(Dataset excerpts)
*** Block opens ***

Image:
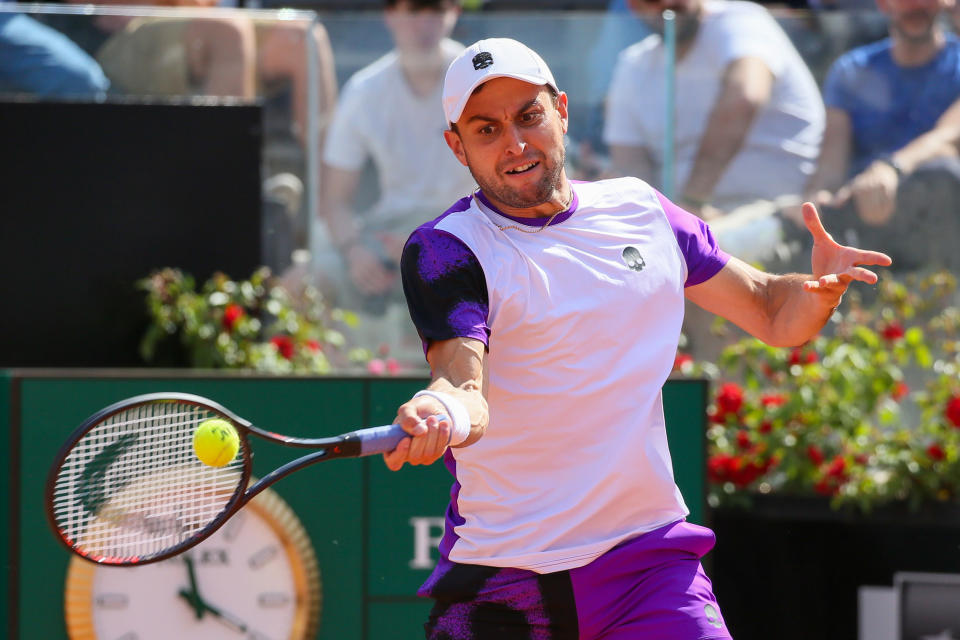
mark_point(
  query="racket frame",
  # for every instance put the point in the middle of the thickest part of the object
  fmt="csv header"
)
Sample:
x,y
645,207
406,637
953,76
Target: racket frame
x,y
347,445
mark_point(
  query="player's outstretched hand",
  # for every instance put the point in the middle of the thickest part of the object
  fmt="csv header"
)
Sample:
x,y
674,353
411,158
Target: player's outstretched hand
x,y
834,265
429,435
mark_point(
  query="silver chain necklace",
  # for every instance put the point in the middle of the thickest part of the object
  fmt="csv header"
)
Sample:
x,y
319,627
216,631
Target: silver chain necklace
x,y
538,229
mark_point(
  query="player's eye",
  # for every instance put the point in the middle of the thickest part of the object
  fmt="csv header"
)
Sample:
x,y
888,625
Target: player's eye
x,y
531,117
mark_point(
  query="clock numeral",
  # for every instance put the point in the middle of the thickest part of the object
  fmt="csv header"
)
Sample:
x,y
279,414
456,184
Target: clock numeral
x,y
262,557
212,557
273,599
112,601
232,529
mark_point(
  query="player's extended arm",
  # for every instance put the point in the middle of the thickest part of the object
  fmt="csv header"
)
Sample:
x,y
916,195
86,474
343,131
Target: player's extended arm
x,y
746,89
459,373
788,310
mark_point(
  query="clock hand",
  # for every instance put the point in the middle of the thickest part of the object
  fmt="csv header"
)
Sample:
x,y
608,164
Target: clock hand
x,y
228,619
193,595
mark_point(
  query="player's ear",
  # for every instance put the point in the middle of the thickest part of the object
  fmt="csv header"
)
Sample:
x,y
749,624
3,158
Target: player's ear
x,y
562,110
456,145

*** Block closes ***

▸ **Exercise requirements**: Show each line of the data that contains the string "query".

▸ **Completed task**:
  query="racket frame",
  query="player's outstretched hand",
  query="silver chain necklace",
  query="player's eye",
  query="clock numeral",
  query="player's extended arm",
  query="clock hand",
  query="player's ear",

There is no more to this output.